▶ **书面练习 A**:
把记录中从包含“Would you be so kind as to locate the bird leg”的那一行起、直到记录末尾的部分放进一个 JSON 字符串列表，首尾两行都算在内，每行对应一个字符串，空行略去，其余部分不要收入。

▶ **文本摘录**:

↓↓↓

Messing data could be a important feature

handling missing data

Listwise deletion 删除有缺失值的所有行

现实中删除行不可行，test-set里面也有缺失，又不能丢

If you are confident that the missing values in your dataset are occurring at random, (in other words not being intentionally omitted) the most effective and statistically sound approach to dealing with them is called ‘complete case analysis’ or listwise deletion.

// 删除至少有一个缺失值的所有行
df.dropna(how='any')
// 删除特定列有缺失值的行
df.dropna(subset=['VersionControl'])
// 删除有缺失值的列
df.dropna(how='any', axis=1)

Replacing with value

注意：要用trainset的均值(或其他属性值)去填充testset，具体可以看：https://www.zhihu.com/question/268540071

替换策略：
- 对于Categorical columns：用’None’或出现频率最高的类替换
- 对于Numerical columns：用稳定中心值替换，如mean，median
- cons：it can lead to biased estimates of the variances and covariances of the features. （产生有偏估计）；the standard error and test statistics can be incorrectly estimated so if these metrics are needed they should be calculated before the missing values have been filled.

↑↑↑

目标位置标注数据
↓↓↓

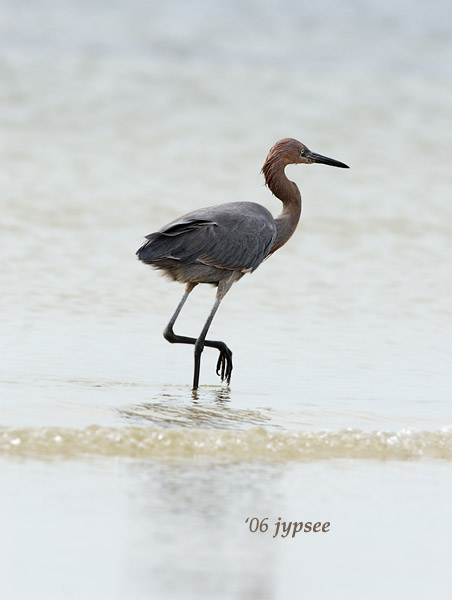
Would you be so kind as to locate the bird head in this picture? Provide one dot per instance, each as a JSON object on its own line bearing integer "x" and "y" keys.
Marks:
{"x": 291, "y": 152}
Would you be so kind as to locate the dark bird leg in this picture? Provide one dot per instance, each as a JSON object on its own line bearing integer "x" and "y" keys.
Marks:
{"x": 224, "y": 364}
{"x": 225, "y": 359}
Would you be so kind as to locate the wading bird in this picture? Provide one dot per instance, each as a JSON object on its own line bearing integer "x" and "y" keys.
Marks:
{"x": 219, "y": 244}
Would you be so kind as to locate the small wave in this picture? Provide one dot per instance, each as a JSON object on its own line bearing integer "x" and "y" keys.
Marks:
{"x": 256, "y": 444}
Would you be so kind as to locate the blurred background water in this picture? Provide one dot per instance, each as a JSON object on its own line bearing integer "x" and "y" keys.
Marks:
{"x": 118, "y": 117}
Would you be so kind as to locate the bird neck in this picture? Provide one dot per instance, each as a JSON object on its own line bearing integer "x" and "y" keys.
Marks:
{"x": 289, "y": 194}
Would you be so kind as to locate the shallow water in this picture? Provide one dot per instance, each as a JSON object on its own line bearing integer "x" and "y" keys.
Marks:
{"x": 115, "y": 120}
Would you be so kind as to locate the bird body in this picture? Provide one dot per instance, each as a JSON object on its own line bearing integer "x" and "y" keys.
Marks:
{"x": 219, "y": 244}
{"x": 205, "y": 245}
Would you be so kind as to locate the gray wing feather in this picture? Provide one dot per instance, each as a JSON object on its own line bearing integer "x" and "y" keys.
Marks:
{"x": 237, "y": 236}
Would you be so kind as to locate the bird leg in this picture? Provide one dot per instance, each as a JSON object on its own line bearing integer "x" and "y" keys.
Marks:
{"x": 224, "y": 363}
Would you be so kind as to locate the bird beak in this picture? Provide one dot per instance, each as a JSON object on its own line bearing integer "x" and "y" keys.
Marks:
{"x": 313, "y": 157}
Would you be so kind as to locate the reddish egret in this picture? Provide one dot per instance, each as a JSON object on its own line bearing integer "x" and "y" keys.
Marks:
{"x": 219, "y": 244}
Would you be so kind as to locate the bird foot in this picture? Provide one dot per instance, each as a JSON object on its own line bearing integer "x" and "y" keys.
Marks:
{"x": 224, "y": 364}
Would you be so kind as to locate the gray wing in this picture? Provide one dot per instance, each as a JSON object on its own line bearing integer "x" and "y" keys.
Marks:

↑↑↑

▶ **书面练习 B**:
逐字抄写关于缺失数据处理的文本中从包含“If you are confident”的词句开始、到“df.dropna(subset=['VersionControl'])”结束的部分。

▶ **任务结果 A**:
[
  "Would you be so kind as to locate the bird leg in this picture? Provide one dot per instance, each as a JSON object on its own line bearing integer \"x\" and \"y\" keys.",
  "Marks:",
  "{\"x\": 224, \"y\": 363}",
  "Would you be so kind as to locate the bird beak in this picture? Provide one dot per instance, each as a JSON object on its own line bearing integer \"x\" and \"y\" keys.",
  "Marks:",
  "{\"x\": 313, \"y\": 157}",
  "Would you be so kind as to locate the reddish egret in this picture? Provide one dot per instance, each as a JSON object on its own line bearing integer \"x\" and \"y\" keys.",
  "Marks:",
  "{\"x\": 219, \"y\": 244}",
  "Would you be so kind as to locate the bird foot in this picture? Provide one dot per instance, each as a JSON object on its own line bearing integer \"x\" and \"y\" keys.",
  "Marks:",
  "{\"x\": 224, \"y\": 364}",
  "Would you be so kind as to locate the gray wing in this picture? Provide one dot per instance, each as a JSON object on its own line bearing integer \"x\" and \"y\" keys.",
  "Marks:"
]

▶ **任务结果 B**:
If you are confident that the missing values in your dataset are occurring at random, (in other words not being intentionally omitted) the most effective and statistically sound approach to dealing with them is called ‘complete case analysis’ or listwise deletion.

// 删除至少有一个缺失值的所有行
df.dropna(how='any')
// 删除特定列有缺失值的行
df.dropna(subset=['VersionControl'])